(Goal): Reproduce word for word the part of the CISSP podcast transcript below that runs from "Now, this is" to "it more secure.".

Okay, there are basically eight different aspects of this overall domain that we can delve deeper into, but I'm going to kind of quickly go over a couple of the key ones Now of the eight that are there. We've got secure design principles, we've got security controls, we've got software development, different methods, security testing, secure coding practices, risk analysis and mitigation, and then supply chain security and, as you guys all know, each of those are very valuable, especially as it relates to dealing with development and, as we talk about throughout this podcast, when you're dealing, things have changed so much in the overall development space that you, as a CISSP candidate someone that's wanting to get your CISSP done potentially move on up into management or whatever role you're looking for you're going to need to understand the development world and at least some key concepts one, to pass the CISSP, but also two, to be the expert in your profession. And so this isn't just about passing a test. It's a great thing we talk about here at CISSP Cyber Training is the fact that you're going to help you pass the test. That is the first and utmost important thing that we're doing. However, we also have the information that's provided to you is going to help you in your career, expand it so that you can be a better security person, whatever role that is for your company. So let's just kind of roll into a couple of those right now. So the secure design principles I'm going to give you just kind of some ideas of why we talk about secure design principles.

Speaker 1:

Now, this is kind of like when you go out and you build your house and if you have a home, you want to build it, like I just got done building a house a couple of years ago, and I had a lot of things that I thought about before I built that house. Well, one of the aspects you can do is think about safety, right? So, if you've got railings for your stairs, you have maybe railings around. If you have a pool, whatever that might be, you think of around safety. Well, that's an important thing. What are some other safety items? You think around safety Well, that's an important thing. What are some other safety items? You've got alarms, you've got locks, you've got all of those, maybe cameras, all of those things are built into your home to help make it more secure.

(Listed records):

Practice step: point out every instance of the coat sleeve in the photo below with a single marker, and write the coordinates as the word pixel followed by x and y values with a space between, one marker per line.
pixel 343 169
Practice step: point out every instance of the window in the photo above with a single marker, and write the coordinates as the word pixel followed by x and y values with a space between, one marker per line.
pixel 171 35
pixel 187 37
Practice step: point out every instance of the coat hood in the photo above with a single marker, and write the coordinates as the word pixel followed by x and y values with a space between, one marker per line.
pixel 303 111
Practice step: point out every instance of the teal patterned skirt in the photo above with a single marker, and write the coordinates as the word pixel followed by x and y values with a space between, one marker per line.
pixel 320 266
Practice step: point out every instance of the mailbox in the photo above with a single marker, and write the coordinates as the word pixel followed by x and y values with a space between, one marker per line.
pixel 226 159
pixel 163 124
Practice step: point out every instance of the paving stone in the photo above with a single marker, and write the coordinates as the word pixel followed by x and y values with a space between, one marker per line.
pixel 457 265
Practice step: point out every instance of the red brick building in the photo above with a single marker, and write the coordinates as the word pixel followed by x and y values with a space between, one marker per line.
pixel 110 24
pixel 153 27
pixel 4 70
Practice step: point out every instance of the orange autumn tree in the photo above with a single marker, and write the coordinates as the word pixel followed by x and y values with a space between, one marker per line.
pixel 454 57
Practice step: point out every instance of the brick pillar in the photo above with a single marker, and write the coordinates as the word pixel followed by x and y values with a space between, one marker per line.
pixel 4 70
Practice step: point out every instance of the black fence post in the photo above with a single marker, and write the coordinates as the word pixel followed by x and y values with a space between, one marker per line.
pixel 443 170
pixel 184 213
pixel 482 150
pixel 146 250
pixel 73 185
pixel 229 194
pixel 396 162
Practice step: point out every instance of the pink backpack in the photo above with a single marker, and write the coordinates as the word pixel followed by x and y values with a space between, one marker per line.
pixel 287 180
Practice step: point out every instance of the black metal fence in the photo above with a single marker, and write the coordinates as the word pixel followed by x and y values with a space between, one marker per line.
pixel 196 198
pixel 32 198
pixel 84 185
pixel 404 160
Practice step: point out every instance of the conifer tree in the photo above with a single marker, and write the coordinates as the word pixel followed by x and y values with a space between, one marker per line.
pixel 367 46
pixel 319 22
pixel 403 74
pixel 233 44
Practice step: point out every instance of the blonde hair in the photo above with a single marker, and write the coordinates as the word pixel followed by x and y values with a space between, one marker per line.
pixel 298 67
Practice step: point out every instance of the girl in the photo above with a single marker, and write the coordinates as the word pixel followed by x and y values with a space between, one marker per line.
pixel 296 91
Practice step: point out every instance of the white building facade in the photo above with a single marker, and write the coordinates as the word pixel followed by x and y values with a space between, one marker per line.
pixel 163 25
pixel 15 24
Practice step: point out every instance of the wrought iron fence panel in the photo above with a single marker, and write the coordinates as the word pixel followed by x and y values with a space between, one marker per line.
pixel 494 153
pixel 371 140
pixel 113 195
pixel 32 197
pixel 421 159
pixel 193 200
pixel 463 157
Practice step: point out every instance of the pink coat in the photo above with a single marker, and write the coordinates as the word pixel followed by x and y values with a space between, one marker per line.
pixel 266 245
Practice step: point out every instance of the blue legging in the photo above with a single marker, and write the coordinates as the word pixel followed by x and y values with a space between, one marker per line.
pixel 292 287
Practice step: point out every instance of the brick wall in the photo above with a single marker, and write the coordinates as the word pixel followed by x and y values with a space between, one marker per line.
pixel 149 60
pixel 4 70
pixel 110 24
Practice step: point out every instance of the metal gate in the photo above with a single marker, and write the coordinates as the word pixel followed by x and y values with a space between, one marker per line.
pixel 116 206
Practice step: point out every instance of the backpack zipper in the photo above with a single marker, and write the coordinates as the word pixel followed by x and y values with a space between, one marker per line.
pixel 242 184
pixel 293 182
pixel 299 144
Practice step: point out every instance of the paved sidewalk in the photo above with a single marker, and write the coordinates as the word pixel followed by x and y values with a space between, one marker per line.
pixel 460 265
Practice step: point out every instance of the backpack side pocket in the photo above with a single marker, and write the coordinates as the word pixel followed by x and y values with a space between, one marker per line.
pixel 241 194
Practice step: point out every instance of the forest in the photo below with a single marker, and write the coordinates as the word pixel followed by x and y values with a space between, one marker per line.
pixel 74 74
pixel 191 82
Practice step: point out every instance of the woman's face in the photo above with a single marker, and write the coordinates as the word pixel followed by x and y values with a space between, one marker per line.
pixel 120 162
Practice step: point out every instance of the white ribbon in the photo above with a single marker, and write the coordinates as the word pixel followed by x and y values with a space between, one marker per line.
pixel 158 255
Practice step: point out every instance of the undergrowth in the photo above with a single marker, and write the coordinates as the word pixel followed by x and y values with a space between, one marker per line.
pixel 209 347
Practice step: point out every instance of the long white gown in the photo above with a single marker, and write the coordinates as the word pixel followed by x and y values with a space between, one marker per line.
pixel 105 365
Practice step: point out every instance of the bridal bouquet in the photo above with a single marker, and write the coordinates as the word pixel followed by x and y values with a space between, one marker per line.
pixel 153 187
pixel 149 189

(Complete output):
Now, this is kind of like when you go out and you build your house and if you have a home, you want to build it, like I just got done building a house a couple of years ago, and I had a lot of things that I thought about before I built that house. Well, one of the aspects you can do is think about safety, right? So, if you've got railings for your stairs, you have maybe railings around. If you have a pool, whatever that might be, you think of around safety. Well, that's an important thing. What are some other safety items? You think around safety Well, that's an important thing. What are some other safety items? You've got alarms, you've got locks, you've got all of those, maybe cameras, all of those things are built into your home to help make it more secure.